# Task goal:
Output each entry exactly; skip nothing.

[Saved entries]
• • • • •
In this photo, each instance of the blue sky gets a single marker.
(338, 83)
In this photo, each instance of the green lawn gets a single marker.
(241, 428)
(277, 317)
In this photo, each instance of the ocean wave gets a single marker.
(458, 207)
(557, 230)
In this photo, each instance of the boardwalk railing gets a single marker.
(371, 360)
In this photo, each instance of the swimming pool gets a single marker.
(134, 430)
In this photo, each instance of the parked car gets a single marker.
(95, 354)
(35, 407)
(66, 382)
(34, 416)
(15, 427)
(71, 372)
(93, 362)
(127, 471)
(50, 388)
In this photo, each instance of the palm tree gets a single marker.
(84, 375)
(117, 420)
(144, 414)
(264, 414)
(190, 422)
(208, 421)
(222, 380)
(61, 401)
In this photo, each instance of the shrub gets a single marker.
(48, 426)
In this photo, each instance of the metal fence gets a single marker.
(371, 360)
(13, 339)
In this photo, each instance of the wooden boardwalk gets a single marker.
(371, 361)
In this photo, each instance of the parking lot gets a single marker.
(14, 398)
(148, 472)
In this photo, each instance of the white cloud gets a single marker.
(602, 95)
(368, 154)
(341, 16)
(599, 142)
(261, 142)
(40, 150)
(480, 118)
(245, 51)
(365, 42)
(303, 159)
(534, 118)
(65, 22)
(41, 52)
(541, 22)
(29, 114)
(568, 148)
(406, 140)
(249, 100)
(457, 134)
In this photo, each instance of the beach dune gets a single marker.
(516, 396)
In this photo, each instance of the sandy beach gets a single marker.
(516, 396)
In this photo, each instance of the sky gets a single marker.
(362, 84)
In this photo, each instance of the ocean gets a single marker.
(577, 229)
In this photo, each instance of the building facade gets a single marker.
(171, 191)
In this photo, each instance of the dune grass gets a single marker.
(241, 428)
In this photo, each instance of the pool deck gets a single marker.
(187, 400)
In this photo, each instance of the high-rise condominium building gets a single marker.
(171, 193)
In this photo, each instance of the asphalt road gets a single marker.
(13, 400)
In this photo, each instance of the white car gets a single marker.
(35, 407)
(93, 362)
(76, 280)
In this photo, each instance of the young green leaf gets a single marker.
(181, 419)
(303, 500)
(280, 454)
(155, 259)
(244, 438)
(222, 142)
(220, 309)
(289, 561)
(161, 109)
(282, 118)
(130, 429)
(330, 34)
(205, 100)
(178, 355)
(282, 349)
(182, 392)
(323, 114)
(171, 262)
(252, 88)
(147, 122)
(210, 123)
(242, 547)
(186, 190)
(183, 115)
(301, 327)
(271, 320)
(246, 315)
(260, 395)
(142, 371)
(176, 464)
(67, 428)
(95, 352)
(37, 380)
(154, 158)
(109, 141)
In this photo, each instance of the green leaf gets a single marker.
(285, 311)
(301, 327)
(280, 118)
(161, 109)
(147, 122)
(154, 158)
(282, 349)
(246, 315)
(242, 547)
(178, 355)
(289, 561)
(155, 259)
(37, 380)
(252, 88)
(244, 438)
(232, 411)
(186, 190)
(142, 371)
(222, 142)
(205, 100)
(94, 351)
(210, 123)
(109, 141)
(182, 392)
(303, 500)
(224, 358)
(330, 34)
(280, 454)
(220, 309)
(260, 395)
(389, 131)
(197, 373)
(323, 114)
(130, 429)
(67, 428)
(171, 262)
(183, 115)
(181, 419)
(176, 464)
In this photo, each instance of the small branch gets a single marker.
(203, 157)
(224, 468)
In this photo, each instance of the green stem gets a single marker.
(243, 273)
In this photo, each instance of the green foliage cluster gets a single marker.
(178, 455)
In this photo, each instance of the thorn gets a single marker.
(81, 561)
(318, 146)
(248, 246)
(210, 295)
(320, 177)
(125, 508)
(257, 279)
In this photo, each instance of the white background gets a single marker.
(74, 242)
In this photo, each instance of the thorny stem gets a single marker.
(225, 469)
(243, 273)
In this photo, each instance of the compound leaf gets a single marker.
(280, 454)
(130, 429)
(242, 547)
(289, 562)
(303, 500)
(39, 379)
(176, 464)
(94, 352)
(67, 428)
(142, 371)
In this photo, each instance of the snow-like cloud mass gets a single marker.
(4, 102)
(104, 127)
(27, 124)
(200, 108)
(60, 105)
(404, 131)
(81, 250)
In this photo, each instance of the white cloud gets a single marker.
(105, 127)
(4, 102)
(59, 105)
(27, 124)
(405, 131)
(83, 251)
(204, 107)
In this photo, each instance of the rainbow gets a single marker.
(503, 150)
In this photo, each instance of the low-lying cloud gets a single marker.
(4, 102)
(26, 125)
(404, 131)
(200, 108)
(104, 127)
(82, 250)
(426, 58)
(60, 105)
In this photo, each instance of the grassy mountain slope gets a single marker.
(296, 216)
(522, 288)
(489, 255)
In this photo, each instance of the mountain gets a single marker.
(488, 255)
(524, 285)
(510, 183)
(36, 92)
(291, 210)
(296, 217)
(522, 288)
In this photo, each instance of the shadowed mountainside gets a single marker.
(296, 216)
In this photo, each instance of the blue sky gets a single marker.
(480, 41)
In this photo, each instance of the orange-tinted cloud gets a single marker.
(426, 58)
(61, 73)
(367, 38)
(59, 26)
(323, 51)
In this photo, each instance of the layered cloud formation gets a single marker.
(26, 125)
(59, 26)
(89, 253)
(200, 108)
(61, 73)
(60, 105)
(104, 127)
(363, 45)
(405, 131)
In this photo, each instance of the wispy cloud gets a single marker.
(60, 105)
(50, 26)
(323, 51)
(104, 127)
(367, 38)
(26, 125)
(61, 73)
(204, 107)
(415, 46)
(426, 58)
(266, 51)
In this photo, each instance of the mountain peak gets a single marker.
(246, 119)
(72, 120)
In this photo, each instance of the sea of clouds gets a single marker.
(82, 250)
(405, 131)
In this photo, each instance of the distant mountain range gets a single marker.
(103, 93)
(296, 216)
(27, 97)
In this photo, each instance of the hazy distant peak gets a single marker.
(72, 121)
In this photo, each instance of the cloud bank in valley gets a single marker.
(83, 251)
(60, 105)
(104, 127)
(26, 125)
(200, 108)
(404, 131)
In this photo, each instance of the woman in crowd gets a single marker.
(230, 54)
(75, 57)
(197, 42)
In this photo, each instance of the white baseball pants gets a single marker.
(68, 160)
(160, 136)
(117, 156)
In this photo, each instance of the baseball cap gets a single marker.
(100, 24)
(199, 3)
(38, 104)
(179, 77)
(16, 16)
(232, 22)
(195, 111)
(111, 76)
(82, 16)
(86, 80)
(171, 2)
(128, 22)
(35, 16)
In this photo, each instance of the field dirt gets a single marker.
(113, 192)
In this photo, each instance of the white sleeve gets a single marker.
• • • • •
# Task solution:
In this photo, each instance of the blue sky gets a single marker.
(338, 83)
In this photo, each instance of the green lawn gets a single marker.
(241, 428)
(277, 317)
In this photo, each instance of the ocean wave gets a single marker.
(458, 207)
(557, 230)
In this photo, each instance of the boardwalk railing gets a single marker.
(371, 360)
In this photo, each instance of the swimming pool gets a single marker.
(134, 430)
In this photo, each instance of the parked car gets a single marker.
(95, 354)
(35, 407)
(66, 382)
(34, 416)
(15, 427)
(71, 372)
(93, 362)
(127, 471)
(50, 388)
In this photo, each instance of the palm tree gets a single marker.
(84, 375)
(117, 420)
(144, 414)
(264, 414)
(190, 422)
(208, 421)
(222, 380)
(61, 401)
In this photo, each instance of the shrub gets a single marker.
(48, 426)
In this photo, each instance of the metal fence gets a single marker.
(371, 360)
(13, 339)
In this photo, each instance of the wooden boardwalk gets a single marker.
(371, 361)
In this photo, each instance of the parking lot gets a single marker.
(14, 398)
(148, 472)
In this photo, each instance of the white cloud gets a single marker.
(602, 95)
(368, 154)
(341, 16)
(599, 142)
(261, 142)
(40, 150)
(480, 118)
(245, 51)
(365, 42)
(303, 159)
(534, 118)
(65, 22)
(41, 52)
(541, 22)
(29, 114)
(568, 148)
(406, 140)
(249, 100)
(457, 134)
In this photo, each instance of the beach dune gets a single marker.
(516, 396)
In this photo, each instance of the sandy beach gets a single marker.
(516, 396)
In this photo, each instance of the sky gets a single marker.
(362, 84)
In this photo, each instance of the ocean gets a single marker.
(577, 229)
In this photo, each instance of the building facade gets a single marker.
(171, 191)
In this photo, each instance of the dune grass gets a single marker.
(241, 428)
In this photo, each instance of the pool deck gets a single marker.
(187, 400)
In this photo, each instance of the high-rise condominium building gets a single marker.
(171, 193)
In this photo, each instance of the asphalt road gets a single marker.
(13, 400)
In this photo, each instance of the white car gets a single marker.
(35, 407)
(93, 362)
(76, 280)
In this photo, each instance of the young green leaf gets a single marker.
(181, 419)
(303, 500)
(280, 454)
(155, 259)
(244, 438)
(222, 142)
(220, 309)
(289, 561)
(161, 109)
(282, 118)
(130, 429)
(330, 34)
(205, 100)
(178, 355)
(282, 349)
(182, 392)
(323, 114)
(171, 262)
(252, 88)
(147, 122)
(210, 123)
(242, 547)
(186, 190)
(183, 115)
(301, 327)
(271, 320)
(246, 315)
(260, 395)
(142, 371)
(176, 464)
(67, 428)
(95, 352)
(37, 380)
(154, 158)
(109, 141)
In this photo, each instance of the green leaf gets a single marker.
(285, 311)
(301, 327)
(280, 118)
(161, 109)
(147, 122)
(154, 158)
(282, 349)
(246, 315)
(242, 547)
(178, 355)
(289, 561)
(155, 259)
(37, 380)
(252, 88)
(244, 438)
(232, 411)
(186, 190)
(142, 371)
(222, 142)
(205, 100)
(94, 351)
(210, 123)
(109, 141)
(182, 392)
(303, 500)
(224, 358)
(330, 34)
(280, 454)
(220, 309)
(260, 395)
(389, 131)
(197, 373)
(323, 114)
(130, 429)
(67, 428)
(171, 262)
(183, 115)
(181, 419)
(176, 464)
In this photo, each instance of the small branch gets a single marker.
(203, 157)
(224, 468)
In this photo, each instance of the green stem gets a single marker.
(243, 273)
In this photo, each instance of the green foliage cluster gets a single marker.
(178, 455)
In this photo, each instance of the thorn gets a single marker.
(81, 561)
(318, 146)
(248, 246)
(210, 295)
(320, 177)
(125, 508)
(257, 279)
In this photo, each instance of the white background gets a single marker.
(74, 242)
In this photo, each instance of the thorny stem gets a single marker.
(225, 469)
(243, 273)
In this photo, each instance of the compound leaf gets a single marker.
(280, 454)
(130, 429)
(242, 547)
(289, 562)
(303, 500)
(39, 379)
(176, 464)
(94, 352)
(67, 428)
(142, 371)
In this photo, each instance of the snow-like cloud mass gets a single marker.
(4, 102)
(104, 127)
(27, 124)
(200, 108)
(60, 105)
(404, 131)
(81, 250)
In this photo, each instance of the white cloud gets a single marker.
(105, 127)
(4, 102)
(59, 105)
(27, 124)
(405, 131)
(83, 251)
(204, 107)
In this photo, each instance of the rainbow gets a single marker.
(503, 150)
In this photo, each instance of the low-lying cloud gets a single marker.
(4, 102)
(26, 125)
(404, 131)
(200, 108)
(104, 127)
(82, 250)
(426, 58)
(60, 105)
In this photo, each instance of the grassy mountain slope gets a single marker.
(296, 216)
(522, 288)
(489, 255)
In this photo, each instance of the mountain gets a single marker.
(488, 255)
(524, 285)
(510, 183)
(36, 92)
(291, 210)
(296, 217)
(522, 288)
In this photo, each instance of the shadowed mountainside gets a single marker.
(296, 216)
In this photo, each instance of the blue sky gets a single marker.
(480, 41)
In this photo, each instance of the orange-tinted cloud gets a single marker.
(426, 58)
(61, 73)
(367, 38)
(59, 26)
(323, 51)
In this photo, each instance of the layered cloud formation gets a single marker.
(26, 125)
(59, 26)
(89, 253)
(200, 108)
(61, 73)
(60, 105)
(104, 127)
(363, 45)
(405, 131)
In this photo, each instance of the wispy cloud gets a single marker.
(60, 105)
(50, 26)
(323, 51)
(104, 127)
(367, 38)
(26, 125)
(61, 73)
(204, 107)
(415, 46)
(426, 58)
(266, 51)
In this photo, each instance of the mountain peak gets a single marker.
(246, 119)
(72, 120)
In this photo, each instance of the sea of clouds gets a single marker.
(82, 250)
(405, 131)
In this photo, each instance of the distant mountain range gets a single marker.
(103, 93)
(296, 216)
(27, 97)
In this photo, each instance of the hazy distant peak gets a single marker.
(72, 121)
In this photo, each instance of the cloud bank in valley gets a single marker.
(83, 251)
(60, 105)
(104, 127)
(26, 125)
(200, 108)
(404, 131)
In this photo, each instance of the woman in crowd gets a single marker.
(230, 54)
(75, 57)
(197, 42)
In this photo, each instance of the white baseball pants gets a single marker.
(68, 160)
(160, 136)
(117, 156)
In this photo, each instance of the baseball cap gets a single marker.
(100, 24)
(199, 3)
(38, 104)
(179, 77)
(16, 16)
(232, 22)
(195, 111)
(111, 76)
(82, 16)
(86, 80)
(171, 2)
(128, 22)
(35, 16)
In this photo, each instance of the field dirt gets a single marker.
(113, 192)
In this photo, each instance of the white sleeve gets a single marker.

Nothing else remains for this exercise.